### Consigne 1:
Dressez la liste de tous les véhicules que mentionne l'extrait du document.
### Consigne 2:
Répondez brièvement à partir de l'extrait du document :
(a) Quelle apparence l'éditeur exige-t-il pour le décorum ?
(b) Quel nom de lieu sonne parfaitement à l'oreille ?
(c) De quel genre d'écrit s'agit-il, d'après la dernière phrase ?
### Consigne 3:
Reproduisez tel quel le passage de l'extrait du document qui va de « Pour la géographie, j’ai » jusqu'à « les chercher loin. ».

L’éditeur m’apprend que le décorum devra paraître steampunk, pour proposer un élément de langage utile à la force de vente. J’ai donc la technologie : ficelles et acier, automobile Serpolet ou bien Draulette et Catois (pourrissant au fond d’un jardin, je me moque du steampunk requis), aérodyne solaire et aérostat propulsé au gaz. Et la technologie permettant cet « ébrouement moléculaire », ce rayon ZR ? « Nous ne pouvons hélas ! nous étendre avec précision sur ce sujet, car la science de Louis Zèdre-Rouge se dérobe au profane ; le lecteur pardonnera l’incrédulité qui en résultera, mais nous préférons ne pas lui servir un salmigondis de termes baroques dont la profusion eût pauvrement masqué notre ignorance. Et puis, le poète observant bondir un cerf pense-t-il myocytes et système somatique ? »
Pour la géographie, j’ai l’Islande et la roche, le Snæfelljökull et, voyons… Villelest, qui sonne parfaitement à l’oreille.
Les personnages se présentent d’eux-mêmes sans que j’aille les chercher loin.
Leur caractérisation s’opère toute seule ; dans un certain sens, le roman est pré-écrit : il s’agit d’un pastiche.

### Données brutes:
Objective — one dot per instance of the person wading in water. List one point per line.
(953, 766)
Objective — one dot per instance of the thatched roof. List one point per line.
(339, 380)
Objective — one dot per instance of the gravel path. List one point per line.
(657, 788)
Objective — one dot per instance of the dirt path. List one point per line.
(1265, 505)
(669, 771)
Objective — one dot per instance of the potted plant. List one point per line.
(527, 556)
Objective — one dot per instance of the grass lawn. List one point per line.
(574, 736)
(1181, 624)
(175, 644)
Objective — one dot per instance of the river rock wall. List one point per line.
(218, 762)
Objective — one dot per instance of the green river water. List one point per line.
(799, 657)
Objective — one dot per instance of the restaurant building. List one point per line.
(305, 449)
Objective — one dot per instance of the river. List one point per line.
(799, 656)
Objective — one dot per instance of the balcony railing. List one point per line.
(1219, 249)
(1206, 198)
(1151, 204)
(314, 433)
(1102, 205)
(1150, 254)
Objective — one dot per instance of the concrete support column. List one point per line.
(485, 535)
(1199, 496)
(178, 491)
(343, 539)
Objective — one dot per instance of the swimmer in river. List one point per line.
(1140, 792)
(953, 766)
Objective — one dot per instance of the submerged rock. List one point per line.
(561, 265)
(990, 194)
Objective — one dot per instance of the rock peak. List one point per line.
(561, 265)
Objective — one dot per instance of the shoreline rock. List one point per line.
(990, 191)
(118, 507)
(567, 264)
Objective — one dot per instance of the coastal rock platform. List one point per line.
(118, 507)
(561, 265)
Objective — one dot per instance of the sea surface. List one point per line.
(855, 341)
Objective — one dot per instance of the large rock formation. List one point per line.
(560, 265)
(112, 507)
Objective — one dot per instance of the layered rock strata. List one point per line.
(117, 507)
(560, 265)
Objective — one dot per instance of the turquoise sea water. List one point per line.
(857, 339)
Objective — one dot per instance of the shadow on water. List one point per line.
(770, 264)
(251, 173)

### Réponse 1:
- l'automobile Serpolet
- l'automobile Draulette et Catois
- l'aérodyne solaire
- l'aérostat propulsé au gaz

### Réponse 2:
(a) Une apparence steampunk.
(b) Villelest.
(c) D'un pastiche.

### Réponse 3:
Pour la géographie, j’ai l’Islande et la roche, le Snæfelljökull et, voyons… Villelest, qui sonne parfaitement à l’oreille.
Les personnages se présentent d’eux-mêmes sans que j’aille les chercher loin.